What you should do
Give back an exact copy of the entries beneath, minus the pictures.

Recorded data
= Beginning of Section =

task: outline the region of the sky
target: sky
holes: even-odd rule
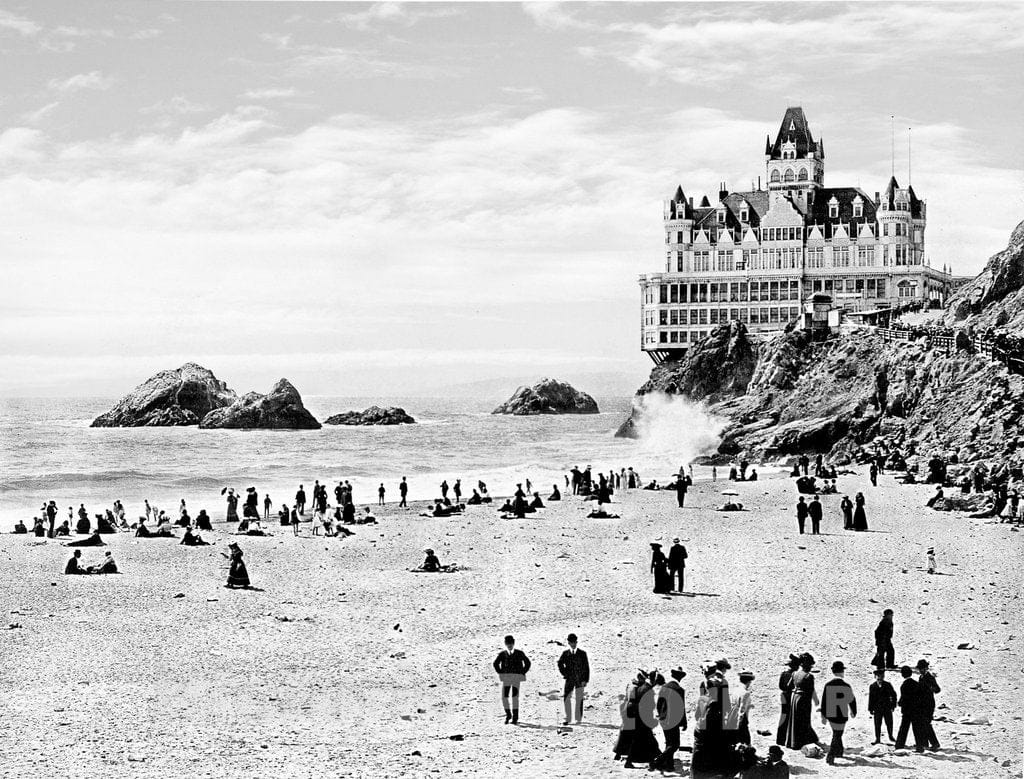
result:
[[[0,0],[0,58],[5,396],[187,360],[240,392],[635,387],[661,200],[748,188],[788,105],[872,195],[913,128],[933,266],[1024,217],[1018,3]]]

= End of Section =

Result below
task: outline the region of the sky
target: sky
holes: even-odd rule
result:
[[[0,0],[0,58],[5,396],[187,360],[240,392],[635,387],[661,200],[748,188],[788,105],[872,195],[913,128],[933,266],[1024,217],[1018,3]]]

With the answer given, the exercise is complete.